> [WHAT NEEDS TO BE DONE] Here are records with pictures in them. Copy all of them exactly and leave the pictures out.

> [THE INPUT]
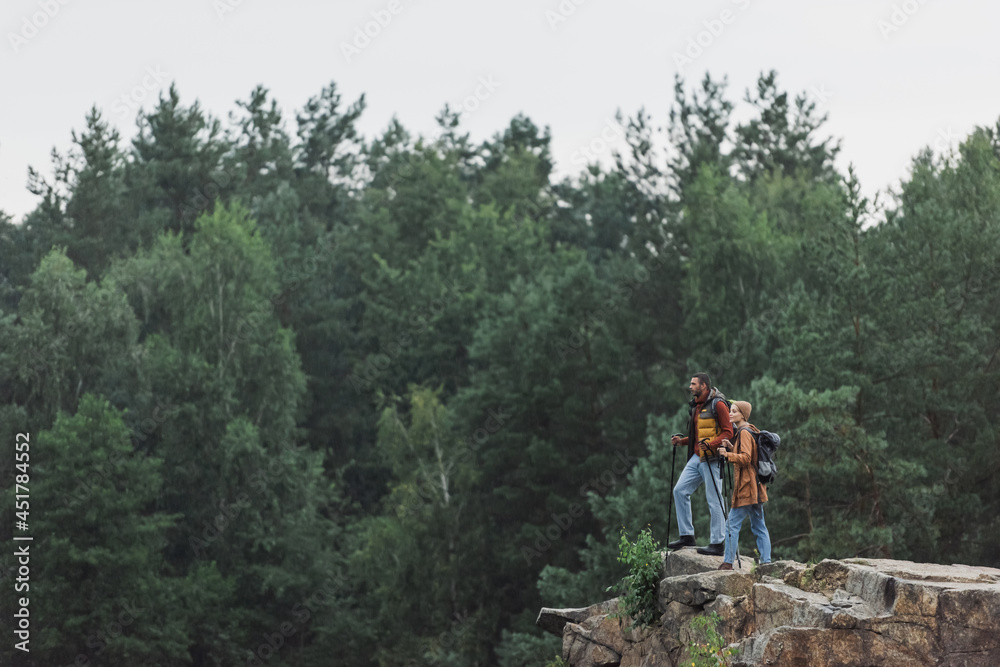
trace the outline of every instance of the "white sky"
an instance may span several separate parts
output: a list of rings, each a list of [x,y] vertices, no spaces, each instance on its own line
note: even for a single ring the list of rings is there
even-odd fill
[[[566,20],[553,25],[560,7]],[[391,21],[348,62],[341,44],[379,11]],[[723,11],[730,22],[712,25]],[[897,182],[921,147],[954,145],[1000,117],[1000,3],[985,0],[5,0],[0,209],[20,220],[35,206],[28,165],[48,175],[50,151],[69,148],[92,105],[130,139],[135,109],[121,98],[146,96],[144,77],[147,108],[176,81],[182,103],[197,99],[223,120],[263,84],[291,132],[295,111],[335,81],[345,102],[365,93],[368,137],[393,114],[432,134],[446,102],[461,107],[492,77],[499,86],[465,119],[472,138],[524,112],[551,128],[557,174],[576,173],[574,155],[616,109],[644,106],[666,123],[674,54],[706,21],[719,34],[701,36],[708,46],[687,81],[726,75],[737,102],[775,69],[782,89],[812,91],[843,140],[840,166],[853,162],[868,194]]]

> [YOUR SOLUTION]
trace the outline of every instance of the "white sky"
an instance may span several separate parts
output: a list of rings, each a list of [x,y] vertices, no spaces, each instance on its own line
note: even for a single ring the list of rings is there
even-odd fill
[[[566,20],[553,25],[560,7]],[[391,21],[348,62],[341,44],[379,11]],[[723,11],[730,22],[712,25]],[[897,182],[921,147],[954,145],[1000,117],[1000,3],[985,0],[5,0],[0,209],[20,220],[35,206],[28,165],[48,175],[50,151],[69,148],[92,105],[130,139],[135,109],[121,98],[146,96],[144,77],[147,108],[176,81],[182,103],[197,99],[223,120],[263,84],[291,132],[295,111],[335,81],[345,102],[365,93],[368,137],[393,114],[432,134],[446,102],[461,107],[492,77],[499,86],[465,119],[472,138],[524,112],[551,128],[557,174],[576,173],[574,155],[616,109],[644,106],[666,123],[674,54],[706,21],[719,34],[701,36],[708,46],[687,81],[726,75],[737,102],[775,69],[782,89],[812,91],[843,140],[840,166],[853,162],[868,194]]]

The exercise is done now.